## WHAT THIS TASK INVOLVES
Rewrite the job posting between "- Automation and" and "deployment, and monitoring.", inclusive, changing "deployment" to "release".

Job Title Here Experience Director

Title: VP - Site Reliability Engineering (Chennai/Kuala Lumpur/Bangalore)
Chennai, IN
Job Summary
- This role could be based in India and Malaysia. When you start the application process you will be presented with a drop down menu showing all countries, Please ensure that you select a country where the role is based.
RESPONSIBILITIES
- Lead the implementation and advocacy for SRE (SIte Reliablity Engineer) principles to improve the reliability and availability of our applications
- Drive work on setting and maintaining SLI/SLO/Error budgets for our applications
- Responsible for developing and executing on the Chapter Vision together with the other Chapter Leads
- Drive technology strategy, technology stack selection, and implementation for a future-ready technology stack, to achieve outcomes of highly scalable, robust, resilient system.
- Experienced former practitioner with leadership ability.
- Oversees the execution of functional standards and best practices
- Provide thought leadership on the craft, inspire and retain talents by developing and nurturing an extensive internal and external network of practitioners.
- This role is around capability building, it is not to own applications or delivery
- Creates a strategy roadmap of technical work
- Works to drive technology convergence and simplification across their chapter area
Technical Responsibilities
- Service Reliability: Monitor and maintain the reliability, availability, and performance of production services and infrastructure.
- Automation and Tooling: Develop and maintain automation tools and processes to streamline system provisioning, configuration management, deployment, and monitoring.

## ENTRIES PROVIDED
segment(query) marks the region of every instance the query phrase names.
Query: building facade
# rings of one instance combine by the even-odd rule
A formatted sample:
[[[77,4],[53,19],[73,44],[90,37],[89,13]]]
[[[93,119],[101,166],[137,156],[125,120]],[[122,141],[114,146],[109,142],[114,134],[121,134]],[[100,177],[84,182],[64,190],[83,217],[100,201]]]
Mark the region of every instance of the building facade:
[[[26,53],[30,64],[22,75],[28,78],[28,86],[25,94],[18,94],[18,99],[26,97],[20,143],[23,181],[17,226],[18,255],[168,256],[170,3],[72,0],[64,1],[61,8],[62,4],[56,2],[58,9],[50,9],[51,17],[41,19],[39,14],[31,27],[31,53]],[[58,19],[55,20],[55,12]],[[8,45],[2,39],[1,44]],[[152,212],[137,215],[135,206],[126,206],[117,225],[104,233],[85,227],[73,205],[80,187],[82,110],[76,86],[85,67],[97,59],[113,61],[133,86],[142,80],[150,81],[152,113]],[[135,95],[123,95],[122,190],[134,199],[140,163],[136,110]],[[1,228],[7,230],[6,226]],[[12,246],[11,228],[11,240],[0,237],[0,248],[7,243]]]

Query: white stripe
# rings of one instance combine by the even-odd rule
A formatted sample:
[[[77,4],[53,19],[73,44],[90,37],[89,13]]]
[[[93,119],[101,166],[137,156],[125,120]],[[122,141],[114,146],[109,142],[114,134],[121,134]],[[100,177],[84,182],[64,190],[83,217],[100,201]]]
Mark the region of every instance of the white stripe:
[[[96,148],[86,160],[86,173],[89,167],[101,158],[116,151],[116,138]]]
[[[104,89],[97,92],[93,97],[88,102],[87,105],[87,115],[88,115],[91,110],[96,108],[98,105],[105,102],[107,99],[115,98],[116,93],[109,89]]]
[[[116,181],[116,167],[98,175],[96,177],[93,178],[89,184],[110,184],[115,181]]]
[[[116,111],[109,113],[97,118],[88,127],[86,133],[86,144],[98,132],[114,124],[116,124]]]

## OUTPUT OF THE EXERCISE
- Automation and Tooling: Develop and maintain automation tools and processes to streamline system provisioning, configuration management, release, and monitoring.